Sfida a:
Trascrivi alla lettera il brano del testo sull'allenamento tridimensionale che comincia con "L’approccio tradizionale guida" e finisce con "raggiungere un obiettivo.".

Testo da leggere:
********************

Allenare la tridimensionalità

 

Il movimento non è un evento che accade in un’unica direzione. La funzione umana è tridimensionale. Funzioniamo e ci relazioniamo nelle tre dimensioni simultaneamente. Tutte le attività sono basate sull’attivazione di una catena cinetica. Ognuna coinvolge il sistema neuromuscolare, reagisce agli stimoli e ricerca l’equilibrio, occupando tutti e tre i piani simultaneamente. Camminare in avanti impiega il corpo sul piano sagittale, ma richiede movimenti associati sui piani trasverso e frontale.

L’approccio tradizionale guida ad un miglioramento selettivo, spesso sbilanciato, perché rivolto all’uso di un solo piano di movimento, ignorando la necessità di integrare movimenti di rotazione e diagonali. Per migliorare la resistenza agli infortuni e raggiungere la performance ottimale, è necessario utilizzare patterns multiplanari e sollecitare l’intero corpo come un sistema collegato; un sistema in cui tutte le parti concorrano simultaneamente a raggiungere un obiettivo.

********************

Dati forniti:
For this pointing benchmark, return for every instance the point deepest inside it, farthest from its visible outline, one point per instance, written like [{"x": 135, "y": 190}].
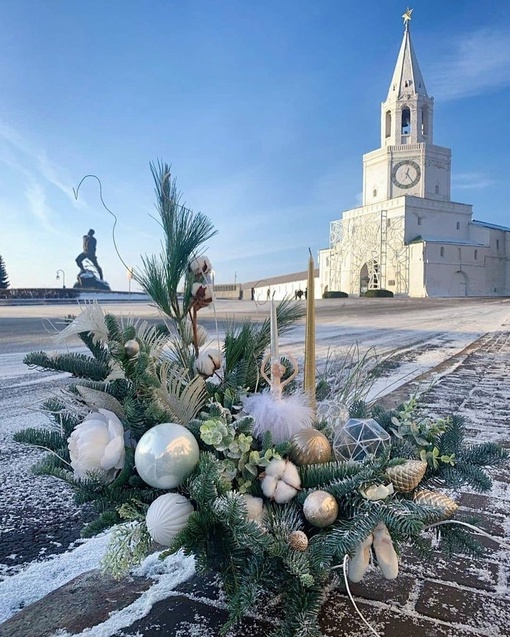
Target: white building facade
[{"x": 408, "y": 236}]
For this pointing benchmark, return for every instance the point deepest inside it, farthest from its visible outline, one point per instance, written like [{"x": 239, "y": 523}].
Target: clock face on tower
[{"x": 406, "y": 173}]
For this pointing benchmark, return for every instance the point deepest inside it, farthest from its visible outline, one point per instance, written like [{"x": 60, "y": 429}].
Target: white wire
[
  {"x": 346, "y": 559},
  {"x": 473, "y": 528}
]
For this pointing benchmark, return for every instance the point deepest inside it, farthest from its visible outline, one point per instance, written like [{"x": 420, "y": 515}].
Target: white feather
[{"x": 281, "y": 416}]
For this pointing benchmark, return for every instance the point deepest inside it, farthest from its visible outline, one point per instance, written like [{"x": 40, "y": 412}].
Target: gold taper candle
[{"x": 309, "y": 379}]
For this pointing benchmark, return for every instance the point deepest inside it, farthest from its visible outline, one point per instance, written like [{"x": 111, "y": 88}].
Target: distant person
[{"x": 89, "y": 252}]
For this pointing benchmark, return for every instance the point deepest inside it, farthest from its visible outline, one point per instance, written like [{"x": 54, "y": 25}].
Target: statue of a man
[{"x": 89, "y": 252}]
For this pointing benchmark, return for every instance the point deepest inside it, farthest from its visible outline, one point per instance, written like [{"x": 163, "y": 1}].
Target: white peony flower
[
  {"x": 91, "y": 320},
  {"x": 200, "y": 265},
  {"x": 97, "y": 445},
  {"x": 208, "y": 362}
]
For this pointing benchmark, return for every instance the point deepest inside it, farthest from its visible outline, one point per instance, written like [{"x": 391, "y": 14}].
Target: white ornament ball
[
  {"x": 320, "y": 508},
  {"x": 166, "y": 455},
  {"x": 166, "y": 516}
]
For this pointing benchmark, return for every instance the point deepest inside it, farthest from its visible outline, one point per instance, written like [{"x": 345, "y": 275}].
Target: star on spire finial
[{"x": 407, "y": 18}]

********************

Sfida b:
Mostra tutte le righe che contengono la stringa "Target", copiandole senza modifiche.

Risposta attesa a:
L’approccio tradizionale guida ad un miglioramento selettivo, spesso sbilanciato, perché rivolto all’uso di un solo piano di movimento, ignorando la necessità di integrare movimenti di rotazione e diagonali. Per migliorare la resistenza agli infortuni e raggiungere la performance ottimale, è necessario utilizzare patterns multiplanari e sollecitare l’intero corpo come un sistema collegato; un sistema in cui tutte le parti concorrano simultaneamente a raggiungere un obiettivo.

Risposta attesa b:
Target: white building facade
Target: clock face on tower
Target: white wire
Target: white feather
Target: gold taper candle
Target: distant person
Target: statue of a man
Target: white peony flower
Target: white ornament ball
Target: star on spire finial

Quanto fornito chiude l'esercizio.